-- begin RECORD EXTRACTS --

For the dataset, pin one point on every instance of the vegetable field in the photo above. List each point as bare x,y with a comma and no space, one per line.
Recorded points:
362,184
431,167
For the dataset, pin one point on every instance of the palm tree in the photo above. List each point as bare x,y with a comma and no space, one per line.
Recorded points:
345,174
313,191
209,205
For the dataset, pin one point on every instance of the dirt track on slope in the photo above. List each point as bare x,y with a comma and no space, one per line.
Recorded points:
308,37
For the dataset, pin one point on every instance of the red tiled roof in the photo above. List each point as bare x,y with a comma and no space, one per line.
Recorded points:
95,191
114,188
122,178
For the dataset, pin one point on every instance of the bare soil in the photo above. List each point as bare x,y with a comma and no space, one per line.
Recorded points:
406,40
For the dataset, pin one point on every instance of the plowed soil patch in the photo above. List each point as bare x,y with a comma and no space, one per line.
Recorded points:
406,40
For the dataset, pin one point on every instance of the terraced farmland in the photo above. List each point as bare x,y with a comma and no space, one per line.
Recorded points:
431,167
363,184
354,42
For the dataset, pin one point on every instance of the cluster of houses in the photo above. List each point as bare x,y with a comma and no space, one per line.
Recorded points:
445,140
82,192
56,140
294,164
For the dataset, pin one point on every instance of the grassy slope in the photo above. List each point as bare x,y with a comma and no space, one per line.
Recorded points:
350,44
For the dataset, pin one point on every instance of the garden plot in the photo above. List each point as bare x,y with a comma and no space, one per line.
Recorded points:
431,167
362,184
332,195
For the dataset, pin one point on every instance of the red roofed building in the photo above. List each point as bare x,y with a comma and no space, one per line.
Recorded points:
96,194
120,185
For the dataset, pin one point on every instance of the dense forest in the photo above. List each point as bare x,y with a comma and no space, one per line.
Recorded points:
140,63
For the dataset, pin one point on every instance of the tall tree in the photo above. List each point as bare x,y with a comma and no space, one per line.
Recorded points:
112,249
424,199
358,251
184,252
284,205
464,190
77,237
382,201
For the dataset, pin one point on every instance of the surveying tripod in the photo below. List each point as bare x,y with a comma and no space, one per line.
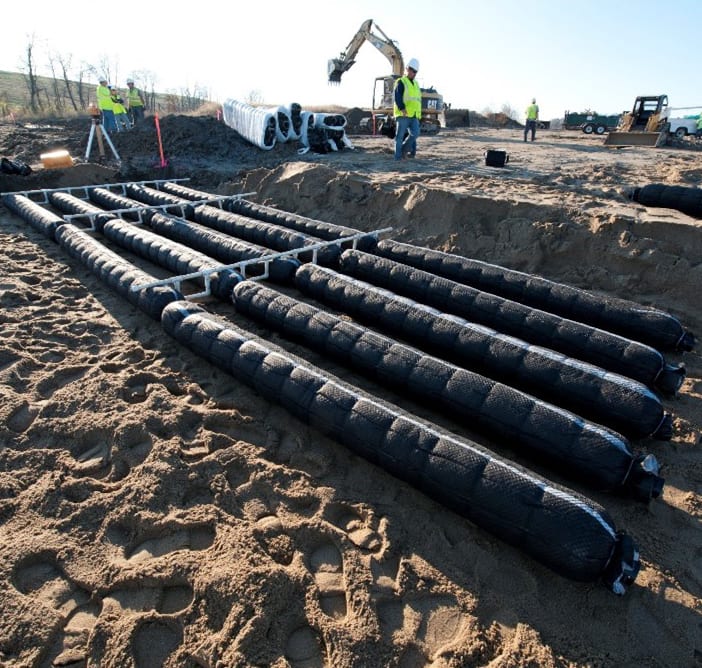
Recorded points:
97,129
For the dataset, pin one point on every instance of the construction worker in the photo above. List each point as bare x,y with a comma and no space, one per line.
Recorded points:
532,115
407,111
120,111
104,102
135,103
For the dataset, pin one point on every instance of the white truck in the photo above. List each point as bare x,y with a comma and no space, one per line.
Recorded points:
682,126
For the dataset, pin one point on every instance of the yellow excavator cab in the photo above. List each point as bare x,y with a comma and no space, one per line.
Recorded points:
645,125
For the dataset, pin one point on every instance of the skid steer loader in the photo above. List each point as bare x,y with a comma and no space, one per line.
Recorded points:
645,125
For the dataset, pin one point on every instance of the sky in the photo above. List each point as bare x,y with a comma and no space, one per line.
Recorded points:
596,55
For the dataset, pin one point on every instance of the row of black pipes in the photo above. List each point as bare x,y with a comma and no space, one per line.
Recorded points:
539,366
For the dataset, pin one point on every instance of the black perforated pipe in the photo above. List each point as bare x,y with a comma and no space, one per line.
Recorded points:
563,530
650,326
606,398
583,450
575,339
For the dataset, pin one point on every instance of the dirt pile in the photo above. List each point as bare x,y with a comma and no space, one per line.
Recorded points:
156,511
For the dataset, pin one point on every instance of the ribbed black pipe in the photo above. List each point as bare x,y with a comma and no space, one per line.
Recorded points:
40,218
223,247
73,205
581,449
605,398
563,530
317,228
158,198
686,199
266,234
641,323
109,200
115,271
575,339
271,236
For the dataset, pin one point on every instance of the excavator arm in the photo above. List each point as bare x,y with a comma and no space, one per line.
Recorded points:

-- end RECORD EXTRACTS --
-- begin RECORD EXTRACTS --

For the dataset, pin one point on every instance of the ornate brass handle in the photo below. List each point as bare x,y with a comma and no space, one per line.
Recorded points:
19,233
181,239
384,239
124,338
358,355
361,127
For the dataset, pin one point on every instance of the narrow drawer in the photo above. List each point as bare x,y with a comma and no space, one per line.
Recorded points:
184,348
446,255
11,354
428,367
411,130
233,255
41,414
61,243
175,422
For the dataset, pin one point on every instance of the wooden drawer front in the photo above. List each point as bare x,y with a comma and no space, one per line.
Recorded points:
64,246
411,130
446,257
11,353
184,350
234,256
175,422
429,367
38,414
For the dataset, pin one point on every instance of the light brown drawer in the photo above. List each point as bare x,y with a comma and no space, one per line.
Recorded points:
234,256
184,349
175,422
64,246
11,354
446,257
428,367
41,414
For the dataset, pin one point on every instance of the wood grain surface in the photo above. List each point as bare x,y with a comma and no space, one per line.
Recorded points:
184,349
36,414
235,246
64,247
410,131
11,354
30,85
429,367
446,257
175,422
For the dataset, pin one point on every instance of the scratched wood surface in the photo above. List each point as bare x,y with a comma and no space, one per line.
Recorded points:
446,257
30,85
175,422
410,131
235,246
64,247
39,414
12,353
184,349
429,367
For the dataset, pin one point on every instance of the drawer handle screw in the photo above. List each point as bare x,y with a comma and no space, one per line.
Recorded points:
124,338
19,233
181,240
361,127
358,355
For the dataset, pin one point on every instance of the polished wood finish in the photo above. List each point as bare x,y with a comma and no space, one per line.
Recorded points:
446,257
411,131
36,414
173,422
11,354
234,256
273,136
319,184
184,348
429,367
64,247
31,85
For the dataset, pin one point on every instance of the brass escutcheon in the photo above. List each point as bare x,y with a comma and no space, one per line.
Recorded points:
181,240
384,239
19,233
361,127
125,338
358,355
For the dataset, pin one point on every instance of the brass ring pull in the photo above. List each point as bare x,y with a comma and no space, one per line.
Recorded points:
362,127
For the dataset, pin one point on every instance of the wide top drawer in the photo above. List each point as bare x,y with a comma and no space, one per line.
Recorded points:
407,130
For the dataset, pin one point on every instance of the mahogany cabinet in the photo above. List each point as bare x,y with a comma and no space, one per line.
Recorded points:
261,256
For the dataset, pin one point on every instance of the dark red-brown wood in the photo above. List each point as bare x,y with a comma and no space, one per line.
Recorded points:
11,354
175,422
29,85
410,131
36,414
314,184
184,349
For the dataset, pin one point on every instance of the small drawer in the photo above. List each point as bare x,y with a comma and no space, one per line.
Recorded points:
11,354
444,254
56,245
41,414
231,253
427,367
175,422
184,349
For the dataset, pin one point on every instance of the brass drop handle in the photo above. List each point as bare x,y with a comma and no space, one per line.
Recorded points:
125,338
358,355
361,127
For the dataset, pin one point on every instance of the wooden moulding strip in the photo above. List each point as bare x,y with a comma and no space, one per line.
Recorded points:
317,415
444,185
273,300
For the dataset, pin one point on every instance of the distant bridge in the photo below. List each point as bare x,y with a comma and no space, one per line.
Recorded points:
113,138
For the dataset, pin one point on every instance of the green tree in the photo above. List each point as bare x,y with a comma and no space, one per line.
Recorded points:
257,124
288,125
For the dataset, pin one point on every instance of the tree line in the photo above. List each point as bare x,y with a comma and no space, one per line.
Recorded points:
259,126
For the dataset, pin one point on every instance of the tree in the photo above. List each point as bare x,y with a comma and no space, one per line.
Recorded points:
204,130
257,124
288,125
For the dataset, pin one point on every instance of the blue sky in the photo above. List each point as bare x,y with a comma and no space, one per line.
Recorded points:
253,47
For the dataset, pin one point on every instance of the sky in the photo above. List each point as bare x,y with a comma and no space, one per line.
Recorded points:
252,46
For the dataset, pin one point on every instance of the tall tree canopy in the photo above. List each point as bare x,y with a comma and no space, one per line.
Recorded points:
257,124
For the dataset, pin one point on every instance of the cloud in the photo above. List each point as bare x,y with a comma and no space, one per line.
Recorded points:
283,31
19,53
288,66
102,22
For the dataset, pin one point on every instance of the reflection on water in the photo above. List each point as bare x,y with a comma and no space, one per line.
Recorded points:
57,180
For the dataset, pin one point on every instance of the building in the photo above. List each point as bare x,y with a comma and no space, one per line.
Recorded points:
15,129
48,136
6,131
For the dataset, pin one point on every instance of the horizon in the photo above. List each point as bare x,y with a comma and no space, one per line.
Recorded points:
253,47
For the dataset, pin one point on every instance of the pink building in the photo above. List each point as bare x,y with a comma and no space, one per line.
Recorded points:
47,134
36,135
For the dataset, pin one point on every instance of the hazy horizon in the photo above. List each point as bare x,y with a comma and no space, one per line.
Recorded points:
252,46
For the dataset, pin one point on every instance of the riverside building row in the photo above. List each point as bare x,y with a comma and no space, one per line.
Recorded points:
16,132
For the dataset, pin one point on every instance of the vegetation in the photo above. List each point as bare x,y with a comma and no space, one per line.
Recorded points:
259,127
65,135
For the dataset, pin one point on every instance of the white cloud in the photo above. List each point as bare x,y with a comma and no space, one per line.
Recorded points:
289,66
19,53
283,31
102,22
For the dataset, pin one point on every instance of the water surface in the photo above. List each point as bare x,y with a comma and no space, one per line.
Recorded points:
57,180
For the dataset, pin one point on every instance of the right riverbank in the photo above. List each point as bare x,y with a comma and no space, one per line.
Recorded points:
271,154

-- end RECORD EXTRACTS --
-- begin RECORD EXTRACTS --

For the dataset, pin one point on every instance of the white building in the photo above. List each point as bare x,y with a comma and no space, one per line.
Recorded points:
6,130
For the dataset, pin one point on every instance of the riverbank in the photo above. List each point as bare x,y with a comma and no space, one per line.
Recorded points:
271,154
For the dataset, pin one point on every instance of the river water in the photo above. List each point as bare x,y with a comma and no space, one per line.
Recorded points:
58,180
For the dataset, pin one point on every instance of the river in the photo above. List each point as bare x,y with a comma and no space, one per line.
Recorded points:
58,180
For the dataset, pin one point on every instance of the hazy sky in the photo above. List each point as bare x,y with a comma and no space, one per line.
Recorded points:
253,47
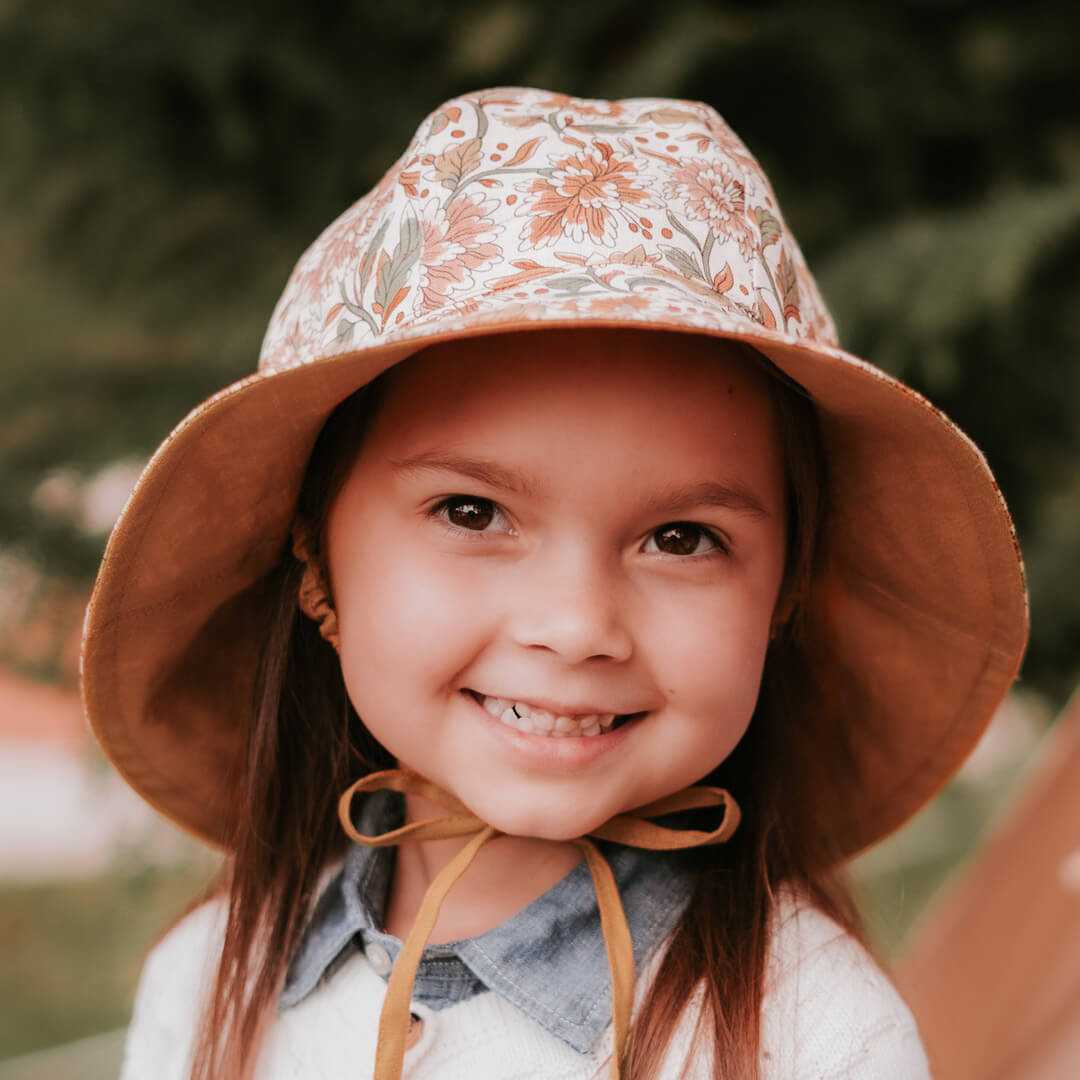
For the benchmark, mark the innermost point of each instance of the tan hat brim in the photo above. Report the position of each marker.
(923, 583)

-- end RECORD EXTRACTS --

▸ TASK TO COMPLETE: Count how many lines of the listing above contain the string "soil", and reply with only that number.

▸ THE SOLUTION: 2